* REQUIRED WORK *
Nothing in the listing may be skipped; transcribe all of it as written.

* DATA TO PROCESS *

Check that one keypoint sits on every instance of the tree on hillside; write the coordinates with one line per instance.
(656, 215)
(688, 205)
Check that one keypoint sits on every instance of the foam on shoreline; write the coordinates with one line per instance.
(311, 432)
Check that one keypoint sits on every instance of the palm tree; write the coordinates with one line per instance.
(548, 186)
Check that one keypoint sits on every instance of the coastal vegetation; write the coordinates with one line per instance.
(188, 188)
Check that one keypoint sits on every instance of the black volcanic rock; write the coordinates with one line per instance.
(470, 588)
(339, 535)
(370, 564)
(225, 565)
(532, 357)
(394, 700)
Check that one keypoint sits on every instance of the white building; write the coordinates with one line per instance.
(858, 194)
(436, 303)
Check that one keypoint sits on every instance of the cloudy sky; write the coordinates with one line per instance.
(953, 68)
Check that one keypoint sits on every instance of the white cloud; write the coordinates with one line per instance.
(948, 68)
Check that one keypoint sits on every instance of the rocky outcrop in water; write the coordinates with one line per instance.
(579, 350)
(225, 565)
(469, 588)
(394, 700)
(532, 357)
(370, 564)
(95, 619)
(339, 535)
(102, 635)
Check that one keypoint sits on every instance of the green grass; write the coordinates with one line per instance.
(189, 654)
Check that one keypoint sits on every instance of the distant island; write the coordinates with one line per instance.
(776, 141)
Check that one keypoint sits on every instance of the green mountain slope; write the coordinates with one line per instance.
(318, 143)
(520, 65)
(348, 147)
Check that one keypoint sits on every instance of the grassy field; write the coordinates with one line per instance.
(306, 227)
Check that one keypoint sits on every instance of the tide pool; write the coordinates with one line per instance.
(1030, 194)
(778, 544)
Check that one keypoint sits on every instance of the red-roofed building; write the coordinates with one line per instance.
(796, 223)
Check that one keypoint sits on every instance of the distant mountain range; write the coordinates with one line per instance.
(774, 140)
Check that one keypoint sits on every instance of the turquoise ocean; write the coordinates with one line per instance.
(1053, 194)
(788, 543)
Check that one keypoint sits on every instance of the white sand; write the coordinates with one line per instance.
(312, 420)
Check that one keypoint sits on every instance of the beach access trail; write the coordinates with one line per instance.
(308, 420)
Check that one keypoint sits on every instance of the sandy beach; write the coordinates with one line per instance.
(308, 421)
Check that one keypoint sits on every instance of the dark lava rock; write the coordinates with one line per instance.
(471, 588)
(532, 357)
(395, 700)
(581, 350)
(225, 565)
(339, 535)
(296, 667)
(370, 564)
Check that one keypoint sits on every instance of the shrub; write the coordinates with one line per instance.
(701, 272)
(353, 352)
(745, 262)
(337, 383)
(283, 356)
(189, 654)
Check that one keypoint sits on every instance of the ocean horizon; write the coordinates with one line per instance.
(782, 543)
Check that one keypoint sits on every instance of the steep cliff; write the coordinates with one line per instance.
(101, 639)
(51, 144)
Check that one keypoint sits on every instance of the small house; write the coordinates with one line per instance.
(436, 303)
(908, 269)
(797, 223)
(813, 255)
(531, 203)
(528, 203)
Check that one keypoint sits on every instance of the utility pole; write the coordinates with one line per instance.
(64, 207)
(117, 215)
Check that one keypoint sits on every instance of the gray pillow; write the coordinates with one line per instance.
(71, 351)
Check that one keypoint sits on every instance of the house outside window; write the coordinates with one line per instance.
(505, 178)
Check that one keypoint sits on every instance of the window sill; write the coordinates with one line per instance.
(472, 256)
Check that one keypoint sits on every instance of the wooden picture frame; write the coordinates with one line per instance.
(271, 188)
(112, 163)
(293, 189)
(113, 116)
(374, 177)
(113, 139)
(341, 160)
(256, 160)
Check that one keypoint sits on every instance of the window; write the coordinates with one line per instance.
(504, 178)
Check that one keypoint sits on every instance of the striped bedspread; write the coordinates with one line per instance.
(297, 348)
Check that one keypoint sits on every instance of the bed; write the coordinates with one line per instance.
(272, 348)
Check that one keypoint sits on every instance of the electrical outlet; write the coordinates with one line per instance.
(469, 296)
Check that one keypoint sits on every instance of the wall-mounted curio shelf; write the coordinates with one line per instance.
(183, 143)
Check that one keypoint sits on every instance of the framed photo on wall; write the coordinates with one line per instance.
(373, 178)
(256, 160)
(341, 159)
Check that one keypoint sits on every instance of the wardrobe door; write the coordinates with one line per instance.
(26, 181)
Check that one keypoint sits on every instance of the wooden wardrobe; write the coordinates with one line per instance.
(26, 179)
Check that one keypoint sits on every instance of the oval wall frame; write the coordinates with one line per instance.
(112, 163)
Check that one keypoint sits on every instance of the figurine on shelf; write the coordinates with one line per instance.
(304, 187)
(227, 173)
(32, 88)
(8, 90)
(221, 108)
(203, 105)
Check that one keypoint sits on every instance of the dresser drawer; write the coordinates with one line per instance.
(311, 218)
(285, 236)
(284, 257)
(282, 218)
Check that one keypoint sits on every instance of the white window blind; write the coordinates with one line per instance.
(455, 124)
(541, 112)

* SOLVED PROBLEM *
Check that one keypoint sits on every instance of the tree on hillside; write the coordinates with one line per instance.
(656, 215)
(688, 205)
Check that one keypoint sits on every instance of the foam on shoreline; write the coordinates with one line per instance.
(311, 432)
Check that one keypoint sits on every instance of the palm tree; write the coordinates with one line per instance.
(548, 186)
Check that one keypoint sits on every instance of the coastal vegetation; write the coordinates with one line per instance.
(188, 188)
Check that one keypoint sits on every instance of the black volcanic rock; write the coordinates with one line per instance.
(470, 588)
(339, 535)
(370, 564)
(225, 565)
(532, 357)
(394, 700)
Check that one keypoint sits on every instance of the white building; write the coordinates with one line per instance.
(858, 194)
(436, 303)
Check that one keypoint sits on every instance of the cloudy sky; write the coordinates with one line per instance.
(953, 68)
Check that one keypoint sits on every instance of the white cloud; write the coordinates with one line per instance.
(948, 68)
Check that one keypoint sits on every instance of the rocky outcrop in water; write the coordinates with one line per instance.
(579, 350)
(225, 565)
(469, 588)
(394, 700)
(532, 357)
(370, 564)
(95, 619)
(339, 535)
(102, 635)
Check that one keypoint sits on every instance of the green grass; write the coordinates with one line per instance.
(189, 654)
Check that one keypoint sits on every instance of the distant island; write the coordinates with one line per instance.
(776, 141)
Check that one keypoint sits on every instance of the green mountain slope; write the coordinates with one line per instance.
(318, 143)
(520, 65)
(348, 147)
Check that one keypoint sits on every instance of the grassy field; write the coordinates with one line per instance.
(306, 227)
Check that one keypoint sits on every instance of the tide pool; write the coordinates with one line per instance.
(1030, 194)
(778, 544)
Check that one keypoint sits on every instance of the red-roofed building; write the coordinates with one line per instance.
(796, 223)
Check that one keypoint sits on every instance of the distant mountain range; write the coordinates with one line per instance.
(774, 140)
Check that one keypoint sits on every instance of the turquoise ocean; write the coordinates with one line per instance.
(1053, 194)
(788, 543)
Check that one keypoint sits on every instance of the white sand; write the coordinates with one line per instance.
(312, 420)
Check that one keypoint sits on every instance of the beach access trail; write the coordinates with one line per instance.
(308, 420)
Check that one keypoint sits on every instance of the sandy beach; write the coordinates with one line per instance.
(308, 421)
Check that one keypoint sits on every instance of the dark lava rock; write the coordinates with one line per instance.
(471, 588)
(532, 357)
(395, 700)
(581, 350)
(225, 565)
(339, 535)
(296, 667)
(370, 564)
Check that one keypoint sits on every instance of the shrub; write the coordinates with one line per instance.
(701, 272)
(353, 352)
(745, 262)
(337, 383)
(283, 356)
(189, 654)
Check that one keypoint sits on every instance of the ocean horizon; write the coordinates with one line per instance.
(782, 543)
Check that one keypoint sits on every instance of the steep cliff; write the coordinates with one line per instance.
(101, 639)
(51, 144)
Check that one keypoint sits on every instance of the small house; write the coordinates with one line per instance.
(436, 303)
(908, 269)
(797, 223)
(813, 255)
(531, 203)
(528, 203)
Check that one keypoint sits on every instance of the utility pole; write the coordinates with one line per instance.
(64, 207)
(117, 215)
Check that one keypoint sits on every instance of the gray pillow; write the coordinates with one line per instance.
(71, 351)
Check that one keypoint sits on every instance of the house outside window; write the coordinates with one line per instance.
(505, 178)
Check that one keypoint sits on every instance of the window sill; write the coordinates with one line per instance.
(472, 256)
Check that one keypoint sits on every instance of the wooden picture frame; write the coordinates with one line per instance.
(271, 188)
(112, 163)
(293, 189)
(113, 116)
(374, 177)
(113, 139)
(341, 160)
(256, 160)
Check that one keypoint sits on every instance of the window; write the coordinates with one line per instance.
(504, 178)
Check that one keypoint sits on every instance of the striped bedspread; write the coordinates with one line per instance.
(297, 348)
Check that one keypoint sits on every instance of the bed; write the coordinates with one line per instance.
(272, 348)
Check that one keypoint sits on every instance of the electrical outlet; write the coordinates with one line per instance.
(469, 296)
Check that one keypoint sits on every instance of the wall-mounted curio shelf; write the coordinates with one line per instance.
(183, 143)
Check that one keypoint sits on every instance of the framed photo on wall; write the coordinates with one line per instance.
(373, 178)
(256, 160)
(341, 159)
Check that one keypoint sits on every instance of the wardrobe door; write the coordinates with one line per instance.
(26, 181)
Check that one keypoint sits on every instance of the wooden wardrobe; write the coordinates with one line per instance.
(26, 179)
Check that one keypoint sits on every instance of the oval wall frame; write the coordinates with one line per instance.
(112, 163)
Check that one keypoint sits on every instance of the figurine on shelf; write the coordinates with one line per instance.
(304, 187)
(227, 173)
(32, 88)
(8, 90)
(221, 108)
(203, 105)
Check that one keypoint sits on every instance of the dresser drawer; write the coordinates with one line per instance.
(311, 218)
(285, 236)
(284, 257)
(282, 218)
Check that one keypoint sits on every instance of the white window blind; write the coordinates with one line per instance.
(455, 124)
(541, 112)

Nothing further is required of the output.